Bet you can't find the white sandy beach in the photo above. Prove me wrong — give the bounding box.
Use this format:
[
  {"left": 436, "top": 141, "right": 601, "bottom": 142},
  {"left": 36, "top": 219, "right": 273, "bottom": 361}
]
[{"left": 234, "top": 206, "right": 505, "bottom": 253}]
+ + + + + + +
Copy out the records once more, exactly as they are written.

▶ **Answer box**
Bet you can't find the white sandy beach in the photo above. Prove me wrong — give the bounding box.
Use this format:
[
  {"left": 436, "top": 141, "right": 601, "bottom": 142},
  {"left": 36, "top": 219, "right": 273, "bottom": 361}
]
[{"left": 234, "top": 206, "right": 505, "bottom": 253}]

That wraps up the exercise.